───── EXCERPTED TEXT ─────
Think its a different approach for a church. I think it will hit home with its target audience. Simple is better. They didn’t try to confuse it.
mrben on May 4, 2007
OK - I agree with the simple bit, but there are a number of issues here:
1. Flash - don’t base an entire site on flash. Just don’t.
2. The information pages try and cram all their text into that tiny box - the use of screen real-estate is poor, and thus requires a lot of scrolling.
3. The “Home” icon isn’t very obvious.
4. There is a lack of information on the homepage. On an ideal site you would have enough information on the front site to satisfy new visitors, without having to scroll or click on anything.
Steven on May 4, 2007
I think its a very interesting use of flash to create a simple site for college students. Its very different from most sites out there… and I agree with a few of the other comments here… but I love the “intrigue” the site has created. There is just something really refreshing and cool about it!
Ted Rastatter on May 8, 2007
I think Steven is right!
Tyler on May 17, 2007
I think with the technology today a pure flash website is fine. People with computer that can’t run the website really just need to upgrade. If we continue to design for the past we will stay in the past. However I do not like the small box(not good for forms). The Home button took me a good 1 to 2 minutes to find.
Overall it is a cool and creative website. Not very user friendly though.
mrben on June 1, 2007
It’s not about the computer that can run the website, it’s about the humans that want to read the site. Some of _them_ are not capable, and a 100% flash site breaks all the accessibility guidelines in the book. Additionally, you’re making it harder for search engines to find your site, because the content is not readable by a spider.
thall on June 5, 2007
mrben - I think Jerod hit the nail on the head. I think the point is this, the site was intentionally designed for a target audience. It’s about fulfilling a purpose. It’s about communicating to a select crowd. Designers use different tools for different purposes to reach certain people.
Consider this, back in the dark ages, when most people only had radios, as television was being born, was it wrong for people to produce content for television since people with radios couldn’t receive the message? In the early days did advertisers not buy commercial time on TV stations because they would reach fewer people?
Most design decisions are made after we carefully consider the requirements of the customer, the demographic characteristics of audience, the time table, the state of technologies and the tools at hand.
David Black on June 6, 2007
Great dialog on the site. I was surprised to find our site on a thing like church beauty. It was on here before our own people knew it was even in existance. Not sure how it was found.
─────
_PARTS OF THE EXERCISE_.
a – Transcribe the part of the comment thread above about the church website, starting at "mrben on May" and ending at "flash. Just don’t.".
b – Decide whether each statement below agrees with the comment thread about the church website, answering yes or no and quoting the words that settle it.
(i) Tyler says it took him 1 to 2 minutes to find the Home button.
(ii) mrben says a 100% flash site follows accessibility guidelines.
(iii) Ted Rastatter agrees with Steven.
───── GIVEN INFORMATION ─────
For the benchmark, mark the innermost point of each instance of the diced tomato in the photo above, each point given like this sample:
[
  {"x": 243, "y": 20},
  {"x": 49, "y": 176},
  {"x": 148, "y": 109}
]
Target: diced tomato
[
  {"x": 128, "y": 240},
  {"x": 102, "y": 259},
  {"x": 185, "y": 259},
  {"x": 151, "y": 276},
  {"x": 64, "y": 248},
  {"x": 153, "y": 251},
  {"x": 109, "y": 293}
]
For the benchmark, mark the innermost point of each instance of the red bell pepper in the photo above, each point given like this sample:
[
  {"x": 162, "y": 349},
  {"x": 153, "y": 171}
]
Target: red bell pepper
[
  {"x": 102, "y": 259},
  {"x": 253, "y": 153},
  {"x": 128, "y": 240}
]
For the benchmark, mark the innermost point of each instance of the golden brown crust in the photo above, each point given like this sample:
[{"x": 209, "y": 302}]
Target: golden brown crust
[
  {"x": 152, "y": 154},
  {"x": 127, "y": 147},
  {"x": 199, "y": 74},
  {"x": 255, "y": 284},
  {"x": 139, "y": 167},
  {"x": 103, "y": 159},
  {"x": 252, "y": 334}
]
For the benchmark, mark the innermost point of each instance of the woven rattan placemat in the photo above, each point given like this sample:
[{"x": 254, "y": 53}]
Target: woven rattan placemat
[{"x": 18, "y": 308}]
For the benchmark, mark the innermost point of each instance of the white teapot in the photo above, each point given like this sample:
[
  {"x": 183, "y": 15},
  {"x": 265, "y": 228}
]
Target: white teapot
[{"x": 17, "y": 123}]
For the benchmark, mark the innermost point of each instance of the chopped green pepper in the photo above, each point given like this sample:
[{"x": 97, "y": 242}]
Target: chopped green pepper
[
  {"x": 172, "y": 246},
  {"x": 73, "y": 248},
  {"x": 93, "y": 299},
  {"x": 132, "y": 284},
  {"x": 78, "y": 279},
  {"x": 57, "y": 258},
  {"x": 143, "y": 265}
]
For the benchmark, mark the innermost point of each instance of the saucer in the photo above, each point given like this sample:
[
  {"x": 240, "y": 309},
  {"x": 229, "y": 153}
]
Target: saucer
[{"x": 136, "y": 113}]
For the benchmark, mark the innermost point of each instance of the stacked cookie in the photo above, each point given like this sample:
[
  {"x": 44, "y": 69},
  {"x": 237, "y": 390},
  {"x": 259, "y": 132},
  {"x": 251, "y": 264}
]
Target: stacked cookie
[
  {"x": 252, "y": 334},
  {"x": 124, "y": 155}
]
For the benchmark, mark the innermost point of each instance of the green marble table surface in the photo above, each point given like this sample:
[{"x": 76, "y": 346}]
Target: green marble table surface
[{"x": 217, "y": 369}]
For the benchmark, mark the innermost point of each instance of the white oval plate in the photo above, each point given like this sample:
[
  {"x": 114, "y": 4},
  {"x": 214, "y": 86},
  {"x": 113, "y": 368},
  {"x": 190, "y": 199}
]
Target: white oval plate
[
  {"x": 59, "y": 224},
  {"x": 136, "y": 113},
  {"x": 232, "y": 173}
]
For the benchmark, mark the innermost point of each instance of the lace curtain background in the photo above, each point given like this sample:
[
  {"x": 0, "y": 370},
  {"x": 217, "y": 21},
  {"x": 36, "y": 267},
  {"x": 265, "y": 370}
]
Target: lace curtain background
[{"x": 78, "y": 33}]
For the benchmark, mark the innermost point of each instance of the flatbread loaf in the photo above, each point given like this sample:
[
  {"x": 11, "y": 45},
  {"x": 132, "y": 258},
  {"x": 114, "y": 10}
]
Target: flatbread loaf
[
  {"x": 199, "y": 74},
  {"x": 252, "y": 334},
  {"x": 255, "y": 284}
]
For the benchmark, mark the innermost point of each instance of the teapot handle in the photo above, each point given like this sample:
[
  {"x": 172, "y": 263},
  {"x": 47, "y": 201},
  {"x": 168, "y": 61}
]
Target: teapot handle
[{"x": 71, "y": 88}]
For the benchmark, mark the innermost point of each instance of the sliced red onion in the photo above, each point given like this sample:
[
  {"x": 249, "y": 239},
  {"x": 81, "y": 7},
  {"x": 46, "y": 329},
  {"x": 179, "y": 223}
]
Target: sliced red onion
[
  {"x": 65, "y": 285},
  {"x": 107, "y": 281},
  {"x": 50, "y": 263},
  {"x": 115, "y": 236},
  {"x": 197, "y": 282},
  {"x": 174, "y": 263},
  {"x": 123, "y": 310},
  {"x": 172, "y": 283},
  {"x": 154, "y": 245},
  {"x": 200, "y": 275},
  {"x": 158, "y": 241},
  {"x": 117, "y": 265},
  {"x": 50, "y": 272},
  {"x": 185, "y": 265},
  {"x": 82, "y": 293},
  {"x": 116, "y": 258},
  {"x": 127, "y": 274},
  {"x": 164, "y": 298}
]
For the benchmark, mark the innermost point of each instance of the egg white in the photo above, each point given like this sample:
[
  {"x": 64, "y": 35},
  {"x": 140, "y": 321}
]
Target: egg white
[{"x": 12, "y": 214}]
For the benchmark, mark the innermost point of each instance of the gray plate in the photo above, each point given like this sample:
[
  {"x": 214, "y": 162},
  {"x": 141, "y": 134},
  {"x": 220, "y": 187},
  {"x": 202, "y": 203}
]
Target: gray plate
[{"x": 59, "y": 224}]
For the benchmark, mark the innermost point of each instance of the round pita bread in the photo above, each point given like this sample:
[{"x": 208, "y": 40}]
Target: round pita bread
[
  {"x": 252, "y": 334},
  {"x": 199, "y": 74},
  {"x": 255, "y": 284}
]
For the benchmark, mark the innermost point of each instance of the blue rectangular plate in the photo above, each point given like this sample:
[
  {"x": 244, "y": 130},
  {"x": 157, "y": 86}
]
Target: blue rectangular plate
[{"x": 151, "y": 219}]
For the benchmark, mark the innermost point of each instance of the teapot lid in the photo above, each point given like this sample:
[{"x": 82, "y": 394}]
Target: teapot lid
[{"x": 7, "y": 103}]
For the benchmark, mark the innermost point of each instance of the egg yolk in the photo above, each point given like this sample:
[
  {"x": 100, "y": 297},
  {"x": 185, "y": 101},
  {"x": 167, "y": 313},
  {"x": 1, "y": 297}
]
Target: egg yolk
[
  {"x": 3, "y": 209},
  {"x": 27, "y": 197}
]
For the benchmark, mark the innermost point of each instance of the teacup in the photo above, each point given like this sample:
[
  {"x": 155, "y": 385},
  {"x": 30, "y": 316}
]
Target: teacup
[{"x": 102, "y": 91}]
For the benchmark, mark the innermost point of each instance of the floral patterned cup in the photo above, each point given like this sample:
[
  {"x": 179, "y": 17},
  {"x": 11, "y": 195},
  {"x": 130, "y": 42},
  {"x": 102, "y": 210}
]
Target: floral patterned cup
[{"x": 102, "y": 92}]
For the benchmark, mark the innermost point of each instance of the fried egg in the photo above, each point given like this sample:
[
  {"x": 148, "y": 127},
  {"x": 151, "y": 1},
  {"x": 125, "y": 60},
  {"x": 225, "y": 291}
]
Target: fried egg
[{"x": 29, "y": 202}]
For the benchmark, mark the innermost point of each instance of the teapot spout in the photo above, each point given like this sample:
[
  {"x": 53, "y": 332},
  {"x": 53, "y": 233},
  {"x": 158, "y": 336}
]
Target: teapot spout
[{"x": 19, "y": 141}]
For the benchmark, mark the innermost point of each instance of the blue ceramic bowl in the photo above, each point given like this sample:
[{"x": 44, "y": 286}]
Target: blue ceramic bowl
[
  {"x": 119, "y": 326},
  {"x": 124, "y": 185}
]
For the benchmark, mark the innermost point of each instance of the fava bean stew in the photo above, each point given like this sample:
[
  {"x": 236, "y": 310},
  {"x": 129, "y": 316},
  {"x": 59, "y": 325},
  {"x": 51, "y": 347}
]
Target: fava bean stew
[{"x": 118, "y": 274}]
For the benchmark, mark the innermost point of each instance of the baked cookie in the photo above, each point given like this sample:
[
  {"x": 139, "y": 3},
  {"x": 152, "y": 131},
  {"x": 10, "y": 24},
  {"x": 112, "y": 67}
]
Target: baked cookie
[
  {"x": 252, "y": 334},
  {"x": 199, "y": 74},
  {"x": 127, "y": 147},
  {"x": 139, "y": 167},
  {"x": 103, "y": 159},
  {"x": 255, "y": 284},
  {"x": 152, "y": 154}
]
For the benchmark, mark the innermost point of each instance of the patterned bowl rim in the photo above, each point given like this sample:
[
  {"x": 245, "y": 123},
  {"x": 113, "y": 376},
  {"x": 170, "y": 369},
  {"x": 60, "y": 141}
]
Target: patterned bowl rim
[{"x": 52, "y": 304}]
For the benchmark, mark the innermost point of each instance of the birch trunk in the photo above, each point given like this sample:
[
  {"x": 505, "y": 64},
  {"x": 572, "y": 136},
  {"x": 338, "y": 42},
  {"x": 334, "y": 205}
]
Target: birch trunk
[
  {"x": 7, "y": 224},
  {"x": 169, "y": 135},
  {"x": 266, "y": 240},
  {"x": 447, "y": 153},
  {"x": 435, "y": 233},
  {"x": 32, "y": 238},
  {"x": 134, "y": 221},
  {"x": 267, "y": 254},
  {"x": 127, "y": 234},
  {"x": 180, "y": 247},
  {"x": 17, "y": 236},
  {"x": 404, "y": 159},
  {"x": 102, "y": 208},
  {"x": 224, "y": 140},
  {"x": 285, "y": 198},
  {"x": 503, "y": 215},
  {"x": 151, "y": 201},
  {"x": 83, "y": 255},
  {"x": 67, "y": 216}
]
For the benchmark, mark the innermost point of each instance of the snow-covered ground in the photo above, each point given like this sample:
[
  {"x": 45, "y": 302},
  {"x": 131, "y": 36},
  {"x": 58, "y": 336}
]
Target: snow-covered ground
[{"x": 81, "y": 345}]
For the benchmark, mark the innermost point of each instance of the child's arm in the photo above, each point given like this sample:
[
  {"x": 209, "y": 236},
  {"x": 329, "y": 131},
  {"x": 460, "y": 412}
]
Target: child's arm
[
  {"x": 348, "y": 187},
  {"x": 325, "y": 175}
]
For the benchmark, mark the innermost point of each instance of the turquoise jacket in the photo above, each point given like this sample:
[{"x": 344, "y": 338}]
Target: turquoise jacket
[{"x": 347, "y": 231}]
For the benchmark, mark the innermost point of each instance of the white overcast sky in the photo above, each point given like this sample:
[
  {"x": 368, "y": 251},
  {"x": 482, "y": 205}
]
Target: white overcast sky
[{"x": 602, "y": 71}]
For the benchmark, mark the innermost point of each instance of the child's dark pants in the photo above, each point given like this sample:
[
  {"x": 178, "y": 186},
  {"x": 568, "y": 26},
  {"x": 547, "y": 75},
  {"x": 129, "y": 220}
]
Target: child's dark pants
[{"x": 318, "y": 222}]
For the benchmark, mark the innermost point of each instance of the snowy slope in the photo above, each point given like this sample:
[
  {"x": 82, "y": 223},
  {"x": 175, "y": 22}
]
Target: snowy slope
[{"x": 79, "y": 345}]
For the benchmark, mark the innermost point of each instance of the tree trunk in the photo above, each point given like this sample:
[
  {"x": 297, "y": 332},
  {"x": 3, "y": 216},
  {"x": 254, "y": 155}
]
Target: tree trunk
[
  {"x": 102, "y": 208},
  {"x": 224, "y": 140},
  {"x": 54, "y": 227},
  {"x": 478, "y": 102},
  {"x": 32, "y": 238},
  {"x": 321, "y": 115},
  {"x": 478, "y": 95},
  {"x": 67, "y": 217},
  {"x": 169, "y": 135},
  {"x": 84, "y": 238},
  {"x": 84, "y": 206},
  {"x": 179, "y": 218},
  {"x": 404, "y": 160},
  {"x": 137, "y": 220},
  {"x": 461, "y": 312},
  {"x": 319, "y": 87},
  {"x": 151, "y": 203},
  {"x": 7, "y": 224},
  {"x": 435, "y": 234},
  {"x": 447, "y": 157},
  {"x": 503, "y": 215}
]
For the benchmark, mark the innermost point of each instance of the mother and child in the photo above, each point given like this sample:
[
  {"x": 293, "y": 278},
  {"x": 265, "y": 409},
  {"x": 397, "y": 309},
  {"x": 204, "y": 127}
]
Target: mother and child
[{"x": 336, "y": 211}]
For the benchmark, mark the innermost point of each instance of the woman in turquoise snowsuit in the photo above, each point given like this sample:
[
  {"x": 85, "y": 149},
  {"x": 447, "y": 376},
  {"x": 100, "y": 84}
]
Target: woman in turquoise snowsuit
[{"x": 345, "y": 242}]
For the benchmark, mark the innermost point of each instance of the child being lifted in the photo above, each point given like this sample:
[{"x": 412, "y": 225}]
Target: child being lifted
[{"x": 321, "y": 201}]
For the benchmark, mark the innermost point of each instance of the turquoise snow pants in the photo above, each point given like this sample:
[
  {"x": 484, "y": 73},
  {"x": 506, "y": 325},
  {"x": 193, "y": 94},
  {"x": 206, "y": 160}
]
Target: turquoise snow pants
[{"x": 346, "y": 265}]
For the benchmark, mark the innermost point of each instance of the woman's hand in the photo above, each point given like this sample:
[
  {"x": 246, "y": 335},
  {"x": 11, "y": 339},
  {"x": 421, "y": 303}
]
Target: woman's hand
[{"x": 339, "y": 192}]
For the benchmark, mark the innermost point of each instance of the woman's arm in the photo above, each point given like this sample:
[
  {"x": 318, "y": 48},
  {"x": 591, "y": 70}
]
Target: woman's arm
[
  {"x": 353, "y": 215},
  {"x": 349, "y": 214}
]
─────
_RESPONSES PER TASK_.
a –
mrben on May 4, 2007
OK - I agree with the simple bit, but there are a number of issues here:
1. Flash - don’t base an entire site on flash. Just don’t.

b –
(i) Yes: "The Home button took me a good 1 to 2 minutes to find."
(ii) No: "a 100% flash site breaks all the accessibility guidelines in the book."
(iii) Yes: "I think Steven is right!"